Task statement | The required output is every line from the one containing "In the picture above, where can the white" through the last line of the listing below, copied exactly, pictures excluded.

Input |
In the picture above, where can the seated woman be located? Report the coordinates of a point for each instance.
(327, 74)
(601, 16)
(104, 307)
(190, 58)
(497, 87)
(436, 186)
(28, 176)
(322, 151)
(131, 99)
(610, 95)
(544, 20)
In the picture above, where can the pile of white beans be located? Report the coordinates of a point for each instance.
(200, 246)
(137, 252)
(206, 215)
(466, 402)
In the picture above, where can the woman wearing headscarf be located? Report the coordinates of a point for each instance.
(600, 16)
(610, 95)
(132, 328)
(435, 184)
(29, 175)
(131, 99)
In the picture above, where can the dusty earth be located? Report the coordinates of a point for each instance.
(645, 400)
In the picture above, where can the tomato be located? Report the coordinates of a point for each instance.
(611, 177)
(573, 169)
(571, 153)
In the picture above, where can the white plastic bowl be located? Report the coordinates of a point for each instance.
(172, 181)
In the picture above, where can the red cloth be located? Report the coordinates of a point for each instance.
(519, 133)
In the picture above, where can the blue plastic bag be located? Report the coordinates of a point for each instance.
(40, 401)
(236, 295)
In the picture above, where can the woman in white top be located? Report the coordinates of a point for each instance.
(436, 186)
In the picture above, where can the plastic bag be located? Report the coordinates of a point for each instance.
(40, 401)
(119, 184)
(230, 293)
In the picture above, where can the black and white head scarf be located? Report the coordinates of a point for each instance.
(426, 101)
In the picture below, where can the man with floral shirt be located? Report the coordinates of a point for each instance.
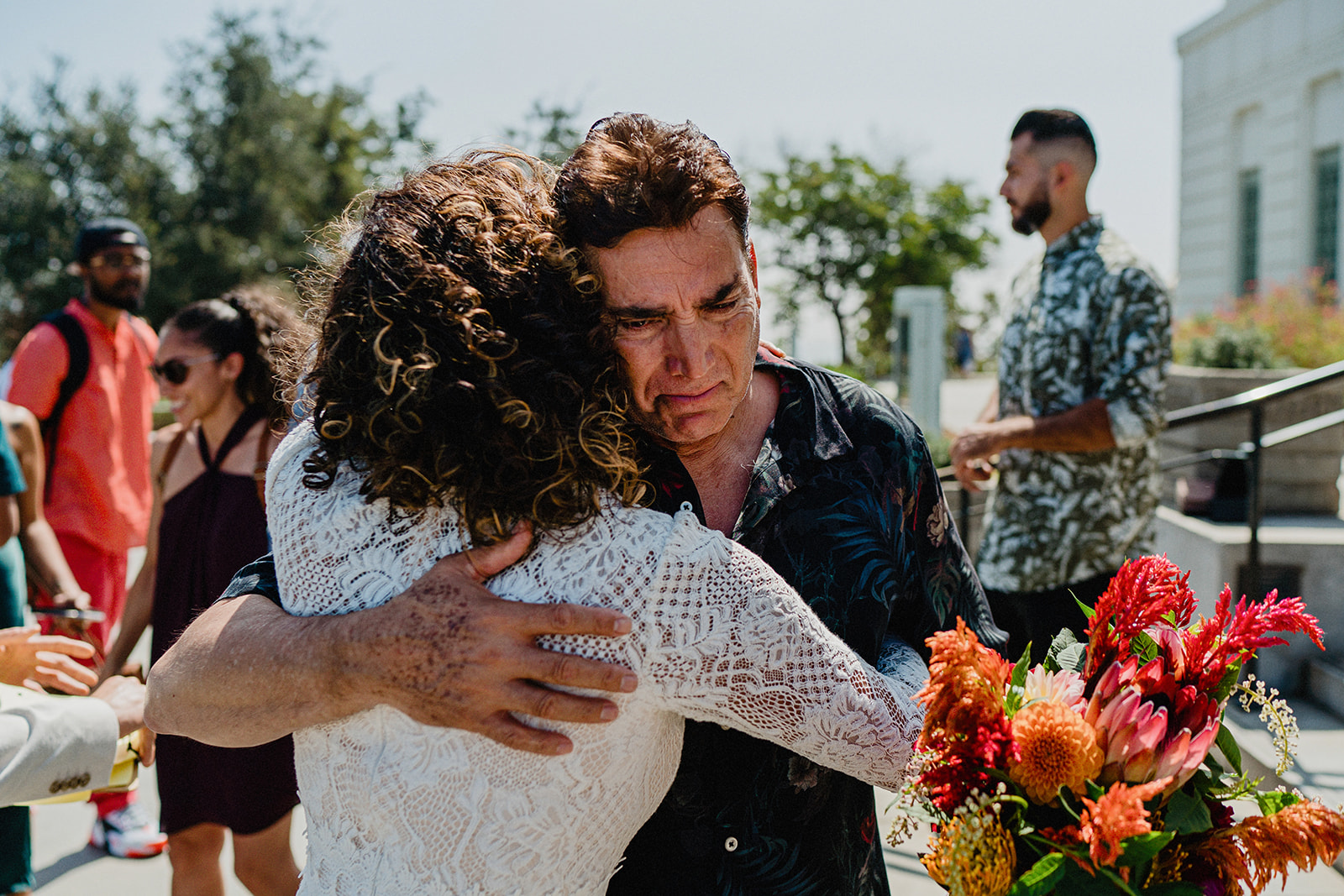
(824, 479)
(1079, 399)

Written answer |
In the picture above, where can the white plastic bowl be located? Report the coordinates of a point for each instance.
(172, 181)
In the picture above, where can the red cloth be located? Report the coordinates of a point for each instance.
(519, 133)
In the picture above, where can the blue plastic bag be located? Report the coordinates of a point for each instance.
(40, 401)
(236, 295)
In the picture above, where can the woman in white top be located? Report the coordinates of a point for each instance.
(436, 186)
In the picture above, where can the plastic bag be located? Report the coordinates of a point for each instance.
(40, 401)
(119, 184)
(230, 293)
In the picture above, where can the black and white head scarf be located? Report the coordinates of a point for each instance.
(426, 101)
In the picture below, where can the man with floral shirt be located? Report the coordinates of a point for each instance.
(824, 479)
(1079, 399)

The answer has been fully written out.